## SHORT EXERCISE
Copy everything in the listing below from the line containing "Exercise. Mark the wide" down to the line containing "Target: wide hat brim", and change "wide hat brim" to "floppy hat brim" while leaving all other text as it stands.

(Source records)
#####

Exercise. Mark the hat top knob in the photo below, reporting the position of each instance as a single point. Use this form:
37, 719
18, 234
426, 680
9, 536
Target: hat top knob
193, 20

#####

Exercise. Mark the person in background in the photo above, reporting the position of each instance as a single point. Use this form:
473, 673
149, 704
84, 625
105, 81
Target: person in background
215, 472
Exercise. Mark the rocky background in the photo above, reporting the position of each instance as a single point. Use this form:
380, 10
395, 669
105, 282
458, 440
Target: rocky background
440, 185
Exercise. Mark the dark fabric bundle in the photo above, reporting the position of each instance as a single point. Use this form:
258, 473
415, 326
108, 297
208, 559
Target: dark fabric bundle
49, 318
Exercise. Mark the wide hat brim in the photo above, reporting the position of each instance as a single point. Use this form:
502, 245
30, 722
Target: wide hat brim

#####

## PROBLEM SOLUTION
Exercise. Mark the floppy hat brim in the photo above, reporting the position of each instance as a single point. Use this form:
502, 245
30, 722
Target: floppy hat brim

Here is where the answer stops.